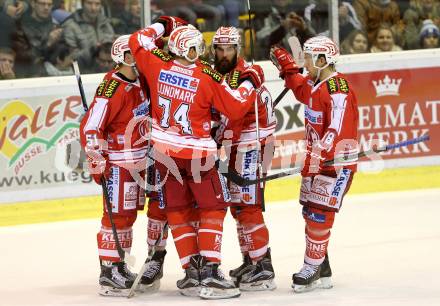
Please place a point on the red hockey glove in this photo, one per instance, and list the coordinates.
(159, 43)
(170, 23)
(283, 60)
(254, 74)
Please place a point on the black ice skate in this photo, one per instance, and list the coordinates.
(190, 284)
(325, 274)
(213, 283)
(150, 281)
(261, 277)
(245, 267)
(115, 279)
(306, 279)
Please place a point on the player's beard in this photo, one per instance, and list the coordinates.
(224, 65)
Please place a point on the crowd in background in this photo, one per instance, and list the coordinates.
(43, 37)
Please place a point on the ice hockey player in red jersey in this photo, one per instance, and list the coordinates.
(256, 273)
(117, 154)
(182, 94)
(331, 123)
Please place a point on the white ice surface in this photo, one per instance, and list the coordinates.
(384, 251)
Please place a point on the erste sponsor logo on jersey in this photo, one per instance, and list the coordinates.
(182, 70)
(313, 116)
(179, 80)
(141, 110)
(249, 169)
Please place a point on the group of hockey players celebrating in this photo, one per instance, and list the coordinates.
(156, 127)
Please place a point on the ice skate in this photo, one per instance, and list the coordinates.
(150, 281)
(115, 279)
(325, 274)
(260, 277)
(244, 268)
(213, 283)
(190, 284)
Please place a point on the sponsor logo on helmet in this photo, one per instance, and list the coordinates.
(233, 79)
(101, 87)
(111, 88)
(162, 55)
(213, 74)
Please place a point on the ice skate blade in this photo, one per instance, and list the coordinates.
(325, 283)
(209, 293)
(149, 289)
(264, 285)
(111, 291)
(193, 291)
(322, 283)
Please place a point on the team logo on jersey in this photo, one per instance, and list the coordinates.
(141, 110)
(182, 70)
(179, 80)
(343, 85)
(101, 87)
(313, 116)
(332, 85)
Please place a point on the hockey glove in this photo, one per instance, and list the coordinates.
(283, 60)
(254, 74)
(170, 23)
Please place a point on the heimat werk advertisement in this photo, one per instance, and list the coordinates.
(394, 106)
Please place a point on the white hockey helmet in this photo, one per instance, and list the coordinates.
(119, 47)
(183, 38)
(227, 36)
(318, 45)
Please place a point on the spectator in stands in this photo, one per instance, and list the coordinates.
(7, 26)
(230, 10)
(87, 29)
(130, 20)
(317, 16)
(102, 59)
(60, 62)
(356, 42)
(281, 23)
(384, 40)
(7, 62)
(190, 10)
(156, 10)
(429, 35)
(39, 29)
(413, 18)
(372, 13)
(15, 8)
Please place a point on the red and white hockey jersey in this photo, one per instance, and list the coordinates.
(244, 128)
(331, 116)
(117, 117)
(182, 96)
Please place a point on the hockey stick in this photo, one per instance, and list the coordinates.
(145, 265)
(298, 56)
(257, 119)
(125, 256)
(241, 181)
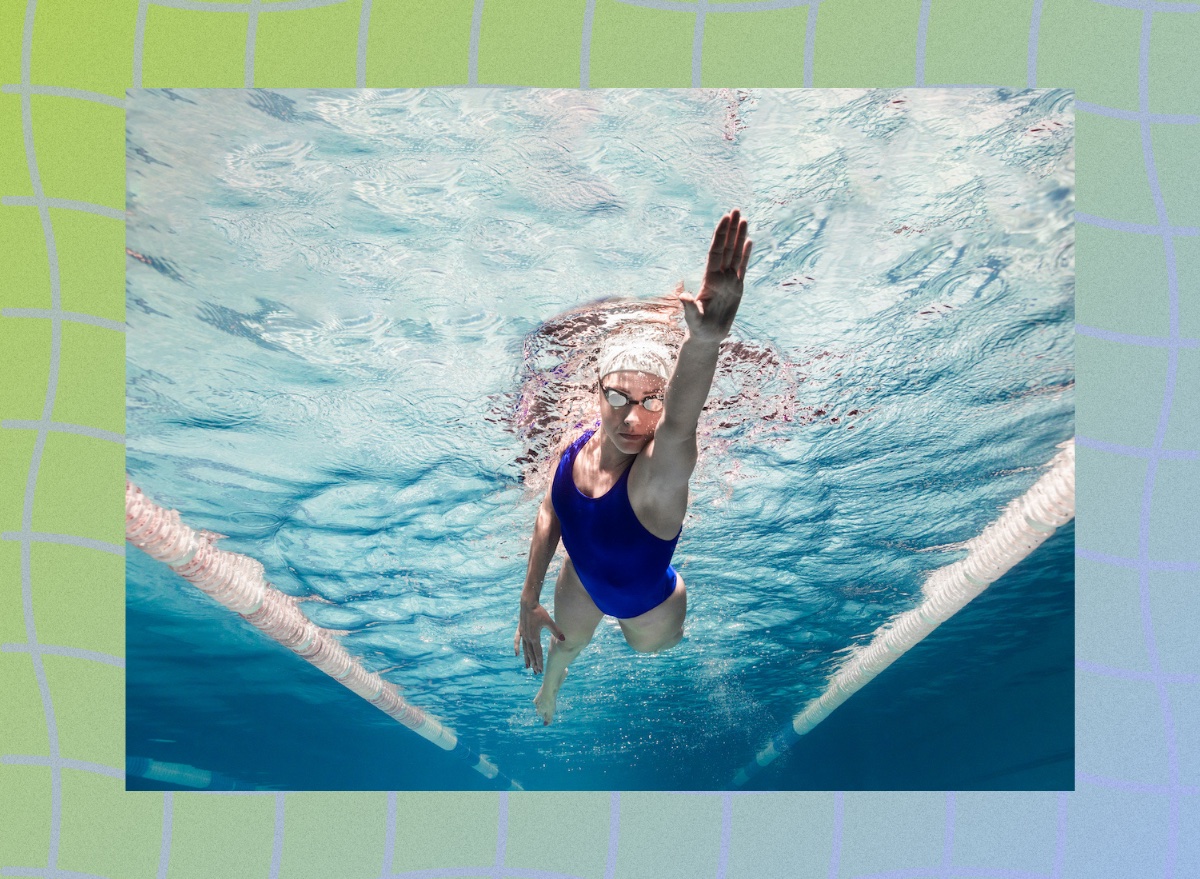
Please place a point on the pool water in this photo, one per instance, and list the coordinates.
(360, 326)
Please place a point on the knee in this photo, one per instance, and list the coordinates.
(574, 644)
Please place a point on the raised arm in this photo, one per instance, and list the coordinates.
(709, 317)
(534, 616)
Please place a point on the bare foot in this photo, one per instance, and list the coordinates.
(547, 697)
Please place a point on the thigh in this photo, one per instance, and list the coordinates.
(659, 626)
(575, 611)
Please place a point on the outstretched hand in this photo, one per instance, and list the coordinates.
(533, 621)
(711, 312)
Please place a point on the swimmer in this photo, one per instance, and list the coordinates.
(619, 494)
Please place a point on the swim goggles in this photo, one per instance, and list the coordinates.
(618, 400)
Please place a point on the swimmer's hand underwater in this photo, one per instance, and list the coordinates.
(711, 312)
(533, 620)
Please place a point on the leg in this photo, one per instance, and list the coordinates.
(577, 616)
(659, 628)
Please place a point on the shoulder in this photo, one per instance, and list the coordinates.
(658, 488)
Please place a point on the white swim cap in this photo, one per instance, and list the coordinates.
(629, 352)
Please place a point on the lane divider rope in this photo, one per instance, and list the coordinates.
(237, 581)
(1024, 526)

-*-*-

### TASK:
Leave out the pictures, and give all the records again exactly.

### EXERCISE ANSWER:
Please place a point on the red hockey glove in this photo, one per instance, and list the coordinates.
(159, 43)
(170, 23)
(283, 60)
(254, 74)
Please place a point on the black ice skate in this photo, one per instance, and list the coordinates.
(190, 284)
(325, 274)
(213, 283)
(150, 281)
(261, 277)
(245, 267)
(115, 279)
(306, 279)
Please place a point on the player's beard in this photo, one per instance, and list the coordinates.
(224, 65)
Please place a point on the crowd in background in this photo, one per instance, and list the coordinates.
(43, 37)
Please place a point on the ice hockey player in red jersey in this photo, one per instance, and list the coordinates.
(256, 273)
(117, 154)
(182, 94)
(331, 123)
Please place a point on the white ice surface in this photo, one per instance, and list the coordinates.
(384, 251)
Please place a point on the erste sponsor logo on jersey in this photo, one per instance, and list the coordinates.
(182, 70)
(313, 116)
(179, 80)
(141, 110)
(249, 169)
Please place a point on the group of hockey players celebrating in this photo, one per instance, and list the coordinates.
(156, 127)
Please place a point on the ice skate in this photo, one per instance, and list the coordinates.
(150, 281)
(115, 279)
(325, 274)
(260, 277)
(244, 268)
(213, 283)
(190, 284)
Please place a point on the sponsor logo on helmet in this photo, one per instance, and list the coordinates.
(233, 79)
(101, 87)
(111, 88)
(162, 55)
(213, 74)
Please place a point on the ice skate blade in this photo, one per instance, and list the coordinates.
(325, 283)
(209, 293)
(149, 289)
(264, 285)
(111, 291)
(193, 291)
(322, 283)
Please place a point on the team logo on jersey in this photo, one per instance, and list the coordinates.
(141, 110)
(182, 70)
(179, 80)
(343, 85)
(101, 87)
(313, 116)
(332, 85)
Please place a point on the hockey glove in this photo, one per instance, and list the coordinates.
(283, 60)
(254, 74)
(170, 23)
Please place a point on the heimat werk advertisement in this photo, one per instance, and list the coordinates.
(394, 106)
Please place a point on the white hockey helmet in this photo, one per instance, and list the coordinates.
(119, 47)
(183, 38)
(227, 36)
(318, 45)
Please place a point on the spectator in stands in this photo, one per instance, and list the coordinates.
(7, 26)
(230, 10)
(87, 29)
(130, 20)
(317, 16)
(102, 59)
(60, 62)
(356, 42)
(281, 23)
(384, 40)
(7, 62)
(190, 10)
(156, 10)
(429, 35)
(39, 29)
(413, 18)
(372, 13)
(15, 8)
Please place a point on the red and white hockey jersey in this photo, one per instance, and list the coordinates.
(244, 128)
(331, 116)
(117, 117)
(182, 96)
Please place a point on the hockey stick in this photo, one per instance, and list the coordinates.
(145, 265)
(298, 56)
(257, 119)
(125, 256)
(241, 181)
Please place a point on the pool water in this photo, one per instance, and list the coordinates.
(360, 326)
Please place a point on the knee in this photo, one per instance, and list the coordinates.
(574, 644)
Please place a point on the raised arm in this photo, one per instance, and list the coordinates.
(709, 317)
(534, 616)
Please place a point on the bare foot in this photo, one per instance, and list the coordinates.
(547, 697)
Please place a point on the thigh in this photo, one per instance, and list the coordinates.
(659, 626)
(575, 611)
Please place a point on the outstretched hand in this photo, one per instance, and list the coordinates.
(533, 621)
(711, 312)
Please place a point on the swimmer in this photo, one per instance, and list the coordinates.
(619, 494)
Please place a point on the swim goggles in this photo, one per instance, and list the coordinates.
(618, 400)
Please place a point on the swimmer's hand underwater in this photo, one per instance, and list the coordinates.
(711, 312)
(533, 620)
Please place a point on the leg in this photo, one per instance, and list the coordinates.
(577, 616)
(659, 628)
Please place a point on the shoulder in this photo, one per instance, and list the coordinates.
(658, 488)
Please place a point on the white swim cap in this photo, one per instance, and list the coordinates.
(629, 352)
Please place a point on the lane divider rope in this photo, one per instance, and list the coordinates.
(237, 581)
(1024, 526)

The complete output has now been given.